◆ **WORK ITEM**: Tell how many lines in the following entries include the word "below", giving the figure alone.

Dataset entries
********************
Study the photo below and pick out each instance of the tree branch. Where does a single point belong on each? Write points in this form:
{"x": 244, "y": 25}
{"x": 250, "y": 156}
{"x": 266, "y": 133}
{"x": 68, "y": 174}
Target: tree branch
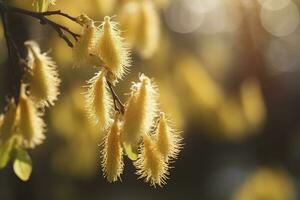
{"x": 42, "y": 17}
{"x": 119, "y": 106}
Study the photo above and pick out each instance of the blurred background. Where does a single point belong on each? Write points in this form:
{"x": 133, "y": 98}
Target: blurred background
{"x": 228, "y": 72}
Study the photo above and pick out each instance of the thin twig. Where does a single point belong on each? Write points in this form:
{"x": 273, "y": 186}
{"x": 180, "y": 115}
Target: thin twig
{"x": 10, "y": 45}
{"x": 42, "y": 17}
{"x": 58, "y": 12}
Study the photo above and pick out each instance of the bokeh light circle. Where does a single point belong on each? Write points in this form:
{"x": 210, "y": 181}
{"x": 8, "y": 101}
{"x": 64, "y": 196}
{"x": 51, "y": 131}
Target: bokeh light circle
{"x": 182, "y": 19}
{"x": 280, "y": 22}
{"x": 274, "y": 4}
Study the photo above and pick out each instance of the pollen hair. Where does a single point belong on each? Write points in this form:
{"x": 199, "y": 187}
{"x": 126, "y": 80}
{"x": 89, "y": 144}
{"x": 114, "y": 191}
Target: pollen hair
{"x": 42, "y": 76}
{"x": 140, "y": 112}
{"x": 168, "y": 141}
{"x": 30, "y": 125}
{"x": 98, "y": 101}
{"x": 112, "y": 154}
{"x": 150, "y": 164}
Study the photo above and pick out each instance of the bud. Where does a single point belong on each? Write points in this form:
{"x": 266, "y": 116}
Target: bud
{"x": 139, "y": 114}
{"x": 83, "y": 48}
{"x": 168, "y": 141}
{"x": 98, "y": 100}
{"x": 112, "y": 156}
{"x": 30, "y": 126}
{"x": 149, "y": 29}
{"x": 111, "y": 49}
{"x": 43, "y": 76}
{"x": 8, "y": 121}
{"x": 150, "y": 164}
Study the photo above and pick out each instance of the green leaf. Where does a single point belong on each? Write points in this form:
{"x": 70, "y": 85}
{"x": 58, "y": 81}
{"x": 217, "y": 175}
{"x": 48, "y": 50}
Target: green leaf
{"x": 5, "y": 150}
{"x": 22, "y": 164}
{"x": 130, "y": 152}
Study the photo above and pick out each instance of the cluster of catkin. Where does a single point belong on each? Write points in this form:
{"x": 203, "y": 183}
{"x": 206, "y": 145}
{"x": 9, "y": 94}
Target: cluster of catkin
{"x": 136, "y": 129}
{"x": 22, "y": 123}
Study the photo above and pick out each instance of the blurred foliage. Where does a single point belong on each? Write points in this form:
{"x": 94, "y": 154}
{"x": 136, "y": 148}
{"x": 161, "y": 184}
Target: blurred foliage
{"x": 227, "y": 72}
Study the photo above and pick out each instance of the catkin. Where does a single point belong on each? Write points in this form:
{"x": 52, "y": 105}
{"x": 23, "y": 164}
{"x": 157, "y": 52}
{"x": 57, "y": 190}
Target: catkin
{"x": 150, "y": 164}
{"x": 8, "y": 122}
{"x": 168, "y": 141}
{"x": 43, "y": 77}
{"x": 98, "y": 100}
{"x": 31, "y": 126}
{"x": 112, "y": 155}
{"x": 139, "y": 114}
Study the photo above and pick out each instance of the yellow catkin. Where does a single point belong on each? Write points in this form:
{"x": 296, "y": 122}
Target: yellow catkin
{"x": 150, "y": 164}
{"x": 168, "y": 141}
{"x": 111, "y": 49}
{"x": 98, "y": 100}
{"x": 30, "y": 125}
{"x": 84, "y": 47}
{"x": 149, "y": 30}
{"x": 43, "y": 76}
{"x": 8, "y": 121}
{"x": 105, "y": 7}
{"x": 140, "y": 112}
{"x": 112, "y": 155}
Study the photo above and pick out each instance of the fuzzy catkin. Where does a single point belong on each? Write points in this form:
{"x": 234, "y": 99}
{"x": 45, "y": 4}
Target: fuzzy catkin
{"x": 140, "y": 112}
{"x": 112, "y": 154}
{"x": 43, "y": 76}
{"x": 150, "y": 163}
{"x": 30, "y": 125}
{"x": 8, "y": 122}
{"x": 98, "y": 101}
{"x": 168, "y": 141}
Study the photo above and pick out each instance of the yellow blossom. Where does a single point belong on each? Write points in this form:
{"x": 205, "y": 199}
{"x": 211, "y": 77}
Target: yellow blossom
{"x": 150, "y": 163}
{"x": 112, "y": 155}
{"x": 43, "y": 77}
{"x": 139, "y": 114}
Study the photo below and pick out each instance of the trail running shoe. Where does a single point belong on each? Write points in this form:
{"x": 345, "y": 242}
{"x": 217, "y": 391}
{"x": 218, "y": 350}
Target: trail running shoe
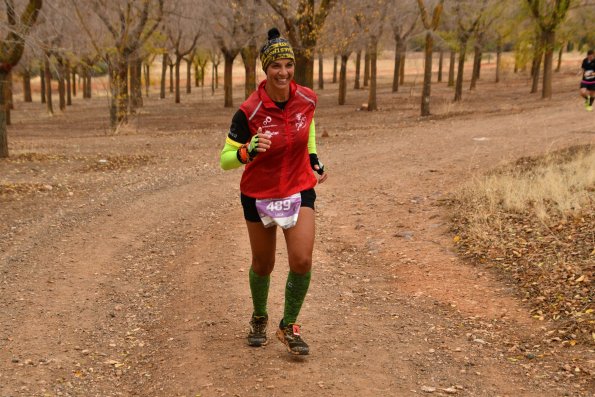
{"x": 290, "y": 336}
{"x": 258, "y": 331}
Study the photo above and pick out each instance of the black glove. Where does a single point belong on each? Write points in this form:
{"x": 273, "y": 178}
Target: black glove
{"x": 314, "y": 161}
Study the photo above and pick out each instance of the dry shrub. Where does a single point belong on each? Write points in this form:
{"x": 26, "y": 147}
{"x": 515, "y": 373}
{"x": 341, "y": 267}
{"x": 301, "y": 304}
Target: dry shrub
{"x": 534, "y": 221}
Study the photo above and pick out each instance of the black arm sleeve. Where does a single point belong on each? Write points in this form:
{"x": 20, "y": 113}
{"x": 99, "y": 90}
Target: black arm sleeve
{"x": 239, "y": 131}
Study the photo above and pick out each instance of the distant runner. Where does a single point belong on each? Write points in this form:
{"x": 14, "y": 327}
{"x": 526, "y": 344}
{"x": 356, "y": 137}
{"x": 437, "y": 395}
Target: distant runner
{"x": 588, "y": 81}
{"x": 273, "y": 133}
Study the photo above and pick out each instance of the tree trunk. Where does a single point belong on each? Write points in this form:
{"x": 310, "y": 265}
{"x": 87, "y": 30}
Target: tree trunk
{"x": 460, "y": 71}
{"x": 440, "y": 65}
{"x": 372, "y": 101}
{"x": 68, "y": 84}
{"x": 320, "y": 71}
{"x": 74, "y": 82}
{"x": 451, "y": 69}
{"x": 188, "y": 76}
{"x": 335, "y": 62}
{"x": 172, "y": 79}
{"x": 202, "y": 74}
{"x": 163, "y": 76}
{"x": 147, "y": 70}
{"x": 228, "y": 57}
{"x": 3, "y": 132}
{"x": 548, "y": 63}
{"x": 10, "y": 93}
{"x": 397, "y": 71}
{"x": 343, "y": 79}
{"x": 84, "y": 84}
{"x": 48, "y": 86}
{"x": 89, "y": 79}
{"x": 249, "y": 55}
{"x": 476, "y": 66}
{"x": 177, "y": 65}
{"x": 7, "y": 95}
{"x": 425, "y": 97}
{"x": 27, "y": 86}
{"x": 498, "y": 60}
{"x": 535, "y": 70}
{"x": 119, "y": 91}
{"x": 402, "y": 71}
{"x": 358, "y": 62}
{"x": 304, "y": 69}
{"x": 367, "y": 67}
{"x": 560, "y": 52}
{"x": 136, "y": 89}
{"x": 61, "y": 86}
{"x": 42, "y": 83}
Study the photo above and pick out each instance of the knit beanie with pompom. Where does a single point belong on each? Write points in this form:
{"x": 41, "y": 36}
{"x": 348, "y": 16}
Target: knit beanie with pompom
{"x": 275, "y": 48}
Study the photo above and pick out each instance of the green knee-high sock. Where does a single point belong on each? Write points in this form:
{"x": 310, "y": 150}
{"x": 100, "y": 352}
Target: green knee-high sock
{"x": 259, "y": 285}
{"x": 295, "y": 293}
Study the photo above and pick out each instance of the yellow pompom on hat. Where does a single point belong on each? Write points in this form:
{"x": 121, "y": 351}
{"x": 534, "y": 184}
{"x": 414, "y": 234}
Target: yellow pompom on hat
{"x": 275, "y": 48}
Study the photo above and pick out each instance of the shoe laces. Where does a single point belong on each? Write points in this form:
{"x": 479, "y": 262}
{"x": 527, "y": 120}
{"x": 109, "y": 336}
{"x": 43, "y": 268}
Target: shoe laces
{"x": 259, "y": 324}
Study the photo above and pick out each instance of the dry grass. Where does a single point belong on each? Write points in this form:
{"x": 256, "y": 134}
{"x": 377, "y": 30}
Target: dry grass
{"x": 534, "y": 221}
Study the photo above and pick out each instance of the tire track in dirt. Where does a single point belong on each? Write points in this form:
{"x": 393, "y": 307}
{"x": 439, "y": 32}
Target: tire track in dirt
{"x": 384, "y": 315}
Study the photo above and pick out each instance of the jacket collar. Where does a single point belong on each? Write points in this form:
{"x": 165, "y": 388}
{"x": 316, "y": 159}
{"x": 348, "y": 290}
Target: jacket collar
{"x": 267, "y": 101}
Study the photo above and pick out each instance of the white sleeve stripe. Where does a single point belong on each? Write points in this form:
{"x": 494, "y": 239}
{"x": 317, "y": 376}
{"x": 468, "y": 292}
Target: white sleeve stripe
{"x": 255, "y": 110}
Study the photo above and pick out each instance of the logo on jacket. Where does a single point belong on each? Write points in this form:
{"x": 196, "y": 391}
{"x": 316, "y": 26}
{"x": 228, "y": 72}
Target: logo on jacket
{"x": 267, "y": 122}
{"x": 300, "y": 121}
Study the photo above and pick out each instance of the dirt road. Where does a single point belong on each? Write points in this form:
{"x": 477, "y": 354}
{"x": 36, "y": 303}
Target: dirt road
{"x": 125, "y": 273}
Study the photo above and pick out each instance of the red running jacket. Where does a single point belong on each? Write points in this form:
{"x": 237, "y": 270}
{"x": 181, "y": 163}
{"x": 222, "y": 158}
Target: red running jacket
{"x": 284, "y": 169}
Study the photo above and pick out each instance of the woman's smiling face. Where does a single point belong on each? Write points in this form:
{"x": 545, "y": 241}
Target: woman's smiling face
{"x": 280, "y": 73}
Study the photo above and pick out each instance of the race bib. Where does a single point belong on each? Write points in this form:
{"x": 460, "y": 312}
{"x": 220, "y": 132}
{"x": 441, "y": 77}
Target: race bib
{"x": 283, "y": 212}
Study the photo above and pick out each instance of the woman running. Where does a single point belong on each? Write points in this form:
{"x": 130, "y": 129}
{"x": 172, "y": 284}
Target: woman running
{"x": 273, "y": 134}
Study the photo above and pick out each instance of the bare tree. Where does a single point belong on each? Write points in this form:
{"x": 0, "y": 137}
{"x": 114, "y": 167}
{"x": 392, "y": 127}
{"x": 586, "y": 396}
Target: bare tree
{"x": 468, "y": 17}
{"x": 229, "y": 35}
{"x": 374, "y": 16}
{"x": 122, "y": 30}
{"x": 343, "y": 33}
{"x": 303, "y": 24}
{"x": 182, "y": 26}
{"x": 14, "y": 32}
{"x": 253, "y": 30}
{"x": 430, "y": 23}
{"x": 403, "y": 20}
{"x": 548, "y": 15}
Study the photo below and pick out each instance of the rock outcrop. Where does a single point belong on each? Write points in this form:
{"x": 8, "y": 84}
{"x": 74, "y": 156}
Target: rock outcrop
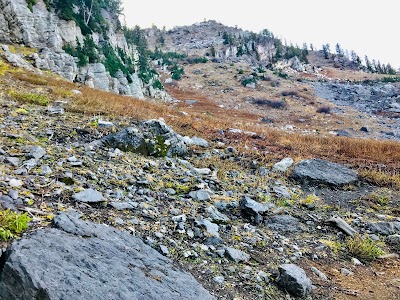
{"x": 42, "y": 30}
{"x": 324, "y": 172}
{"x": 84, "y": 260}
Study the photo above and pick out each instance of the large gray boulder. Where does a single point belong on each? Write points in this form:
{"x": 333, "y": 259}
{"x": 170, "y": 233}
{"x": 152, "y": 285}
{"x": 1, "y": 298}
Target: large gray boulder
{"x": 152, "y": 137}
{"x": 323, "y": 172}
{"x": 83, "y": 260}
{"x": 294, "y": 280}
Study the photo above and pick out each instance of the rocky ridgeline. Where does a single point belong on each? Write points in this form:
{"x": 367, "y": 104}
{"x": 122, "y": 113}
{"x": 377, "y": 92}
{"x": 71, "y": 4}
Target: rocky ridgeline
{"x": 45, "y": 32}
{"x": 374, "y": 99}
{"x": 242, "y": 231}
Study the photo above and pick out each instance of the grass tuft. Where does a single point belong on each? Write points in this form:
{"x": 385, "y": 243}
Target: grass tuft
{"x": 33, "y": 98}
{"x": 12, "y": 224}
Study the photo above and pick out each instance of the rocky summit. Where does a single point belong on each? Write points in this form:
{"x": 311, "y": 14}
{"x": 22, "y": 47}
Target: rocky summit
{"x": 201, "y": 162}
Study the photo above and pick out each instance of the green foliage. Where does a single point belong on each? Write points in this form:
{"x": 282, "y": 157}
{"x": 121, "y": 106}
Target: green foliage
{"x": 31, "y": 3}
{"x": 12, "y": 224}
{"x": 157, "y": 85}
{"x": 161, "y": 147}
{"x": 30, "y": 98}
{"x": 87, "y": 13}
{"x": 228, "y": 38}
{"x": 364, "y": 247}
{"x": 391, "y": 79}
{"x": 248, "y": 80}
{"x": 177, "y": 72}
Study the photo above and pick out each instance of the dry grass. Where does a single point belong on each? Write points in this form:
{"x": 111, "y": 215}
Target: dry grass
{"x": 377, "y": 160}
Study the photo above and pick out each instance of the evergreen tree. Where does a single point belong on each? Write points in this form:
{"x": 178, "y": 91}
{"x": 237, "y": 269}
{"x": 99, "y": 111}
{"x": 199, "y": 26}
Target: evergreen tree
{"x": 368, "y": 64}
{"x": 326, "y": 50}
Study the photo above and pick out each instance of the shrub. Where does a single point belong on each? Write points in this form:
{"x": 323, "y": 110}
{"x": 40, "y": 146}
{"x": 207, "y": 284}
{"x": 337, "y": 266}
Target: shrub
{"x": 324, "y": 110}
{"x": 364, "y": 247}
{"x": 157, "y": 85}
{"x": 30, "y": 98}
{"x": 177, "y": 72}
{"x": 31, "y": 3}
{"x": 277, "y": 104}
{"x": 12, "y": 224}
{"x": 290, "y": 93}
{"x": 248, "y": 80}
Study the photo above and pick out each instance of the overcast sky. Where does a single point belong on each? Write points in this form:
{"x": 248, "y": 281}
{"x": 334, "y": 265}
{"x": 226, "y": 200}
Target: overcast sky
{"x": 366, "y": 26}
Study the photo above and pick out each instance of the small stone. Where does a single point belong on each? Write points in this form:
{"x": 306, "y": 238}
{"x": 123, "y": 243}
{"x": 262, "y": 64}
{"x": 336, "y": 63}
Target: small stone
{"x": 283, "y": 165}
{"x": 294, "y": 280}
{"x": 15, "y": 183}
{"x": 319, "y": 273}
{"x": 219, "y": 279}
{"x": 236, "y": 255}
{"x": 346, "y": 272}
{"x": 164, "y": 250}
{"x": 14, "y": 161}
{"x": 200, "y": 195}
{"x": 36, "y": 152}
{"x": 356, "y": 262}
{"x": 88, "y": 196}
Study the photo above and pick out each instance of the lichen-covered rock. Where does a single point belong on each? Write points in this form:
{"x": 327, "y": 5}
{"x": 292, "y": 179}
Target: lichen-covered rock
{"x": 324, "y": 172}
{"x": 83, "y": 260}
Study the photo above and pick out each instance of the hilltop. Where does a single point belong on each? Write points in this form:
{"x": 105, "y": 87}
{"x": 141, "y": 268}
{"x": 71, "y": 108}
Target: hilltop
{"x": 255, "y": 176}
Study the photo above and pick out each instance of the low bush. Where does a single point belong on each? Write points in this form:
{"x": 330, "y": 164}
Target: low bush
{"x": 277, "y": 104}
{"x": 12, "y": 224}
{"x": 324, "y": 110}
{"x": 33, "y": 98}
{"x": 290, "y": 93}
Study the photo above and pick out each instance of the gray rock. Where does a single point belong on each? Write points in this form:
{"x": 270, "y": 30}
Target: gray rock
********************
◆ **EXERCISE SOLUTION**: 3